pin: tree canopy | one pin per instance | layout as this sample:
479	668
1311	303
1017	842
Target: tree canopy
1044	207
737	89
═══
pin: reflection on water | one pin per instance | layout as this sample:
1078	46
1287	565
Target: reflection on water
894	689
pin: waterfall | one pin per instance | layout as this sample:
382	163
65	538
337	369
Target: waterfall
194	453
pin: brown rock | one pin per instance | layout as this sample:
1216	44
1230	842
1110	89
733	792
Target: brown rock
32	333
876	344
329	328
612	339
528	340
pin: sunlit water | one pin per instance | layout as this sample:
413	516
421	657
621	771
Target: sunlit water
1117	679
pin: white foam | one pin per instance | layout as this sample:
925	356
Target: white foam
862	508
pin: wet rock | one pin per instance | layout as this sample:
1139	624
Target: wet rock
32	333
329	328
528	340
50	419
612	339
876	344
═══
Across the listing above, report every line where "sample" occurs.

● TASK ANSWER
pin: tree canopy | one pin per instance | layout as this sample:
pin: reflection on water | one pin per instance | layout as this sample:
pin: waterfall | one pin per instance | layout as this sample:
pin: brown rock | one pin per instance | layout as this sample:
pin: sunlit water | one pin per instance | layout as this sample:
pin: white foam | one pin per instance | layout as this sample:
pin: wet rock | one pin per instance | layout as this sample:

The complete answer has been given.